» WHAT YOU SHOULD DO
Rewrite the listing below as a JSON array of strings, one string per line, leaving out blank lines.

## Begin GIVEN RECORDS

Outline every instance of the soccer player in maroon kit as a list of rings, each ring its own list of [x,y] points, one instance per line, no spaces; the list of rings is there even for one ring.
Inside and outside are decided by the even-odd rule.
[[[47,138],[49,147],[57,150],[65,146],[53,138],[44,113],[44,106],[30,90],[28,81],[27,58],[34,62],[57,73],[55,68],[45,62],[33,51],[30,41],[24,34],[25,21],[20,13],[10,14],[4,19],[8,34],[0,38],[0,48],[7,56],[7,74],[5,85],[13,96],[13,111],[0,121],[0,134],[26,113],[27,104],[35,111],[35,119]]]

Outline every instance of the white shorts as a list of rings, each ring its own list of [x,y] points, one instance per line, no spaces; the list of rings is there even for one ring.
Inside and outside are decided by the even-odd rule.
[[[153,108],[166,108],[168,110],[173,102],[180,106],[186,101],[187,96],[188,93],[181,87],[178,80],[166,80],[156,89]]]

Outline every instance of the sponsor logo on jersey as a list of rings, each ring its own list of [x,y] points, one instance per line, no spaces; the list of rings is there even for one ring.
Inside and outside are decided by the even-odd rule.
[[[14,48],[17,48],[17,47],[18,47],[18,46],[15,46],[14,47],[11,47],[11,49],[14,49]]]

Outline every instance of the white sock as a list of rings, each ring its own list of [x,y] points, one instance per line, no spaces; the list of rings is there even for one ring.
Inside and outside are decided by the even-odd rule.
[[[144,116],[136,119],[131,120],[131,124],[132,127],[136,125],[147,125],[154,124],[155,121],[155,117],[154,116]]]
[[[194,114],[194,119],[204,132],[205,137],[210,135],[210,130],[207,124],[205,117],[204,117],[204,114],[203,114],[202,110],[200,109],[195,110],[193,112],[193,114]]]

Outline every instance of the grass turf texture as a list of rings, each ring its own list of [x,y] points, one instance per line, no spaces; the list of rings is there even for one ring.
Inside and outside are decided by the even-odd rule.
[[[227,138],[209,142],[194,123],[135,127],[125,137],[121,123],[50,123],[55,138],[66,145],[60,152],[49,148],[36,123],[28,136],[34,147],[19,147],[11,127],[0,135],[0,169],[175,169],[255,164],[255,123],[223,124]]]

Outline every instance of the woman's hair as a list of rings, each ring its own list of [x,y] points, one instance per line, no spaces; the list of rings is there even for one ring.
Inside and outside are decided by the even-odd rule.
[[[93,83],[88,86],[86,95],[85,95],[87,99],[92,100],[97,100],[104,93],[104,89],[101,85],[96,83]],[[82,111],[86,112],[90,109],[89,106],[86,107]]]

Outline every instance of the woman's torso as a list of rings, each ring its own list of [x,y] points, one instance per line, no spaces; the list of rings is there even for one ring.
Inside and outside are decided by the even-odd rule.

## End GIVEN RECORDS

» RESULT BELOW
[
  "Outline every instance of the soccer player in maroon kit as a list of rings, each ring its own list of [x,y] points, one instance per line, no spaces; the list of rings is there even for one ring.",
  "Inside and outside are decided by the even-odd rule.",
  "[[[47,138],[49,147],[57,150],[65,146],[53,138],[44,113],[44,106],[30,90],[28,81],[27,58],[34,62],[57,73],[55,68],[45,62],[33,51],[30,41],[24,34],[25,21],[20,13],[10,14],[4,19],[8,34],[0,38],[0,48],[7,56],[7,74],[5,85],[13,96],[13,111],[0,121],[0,134],[26,113],[27,104],[35,111],[35,119]]]",
  "Outline every instance of the white shorts as a list of rings, each ring its own list of [x,y] points, one instance per line, no spaces; the list of rings is there even for one ring.",
  "Inside and outside are decided by the even-odd rule.",
  "[[[153,108],[166,108],[168,110],[173,102],[180,106],[186,101],[187,96],[188,93],[181,87],[178,80],[166,80],[156,89]]]",
  "Outline every instance of the sponsor logo on jersey as a list of rings, each ring its own list of [x,y] points, one instance per line, no spaces; the list of rings is there even for one ring.",
  "Inside and outside are decided by the even-odd rule.",
  "[[[14,48],[17,48],[17,47],[18,47],[18,46],[15,46],[14,47],[11,47],[11,49],[14,49]]]",
  "Outline every instance of the white sock as a list of rings, each ring its own list of [x,y] points, one instance per line, no spaces; the list of rings is there even for one ring.",
  "Inside and outside are decided by the even-odd rule.",
  "[[[144,116],[136,119],[131,120],[131,124],[132,127],[136,125],[147,125],[154,124],[155,121],[155,117],[154,116]]]",
  "[[[194,114],[194,119],[204,132],[205,137],[210,135],[210,130],[207,124],[205,117],[204,117],[204,114],[203,114],[202,110],[200,109],[195,110],[193,112],[193,114]]]",
  "Outline every instance of the grass turf texture as a list of rings, each ring its own list of [x,y] points, one instance per line, no spaces; the list of rings is there even for one ring.",
  "Inside and outside are decided by the even-odd rule.",
  "[[[227,138],[209,142],[194,123],[135,127],[125,137],[121,123],[50,123],[55,138],[66,145],[60,152],[49,148],[36,123],[28,136],[34,147],[19,147],[11,127],[0,135],[0,169],[175,169],[255,164],[255,123],[223,124]]]",
  "Outline every instance of the woman's hair as a list of rings, each ring its own list of [x,y] points, one instance per line, no spaces; the list of rings is there even for one ring.",
  "Inside and outside are decided by the even-odd rule.",
  "[[[93,83],[88,86],[86,95],[85,95],[87,99],[92,100],[97,100],[104,93],[104,89],[101,85],[96,83]],[[82,111],[86,112],[90,109],[89,106],[86,107]]]",
  "Outline every instance of the woman's torso as a list of rings, each ring its own list of [x,y] points, one instance per line, no spaces; the list of rings is there even for one ring.",
  "Inside and outside are decided by the even-odd rule."
]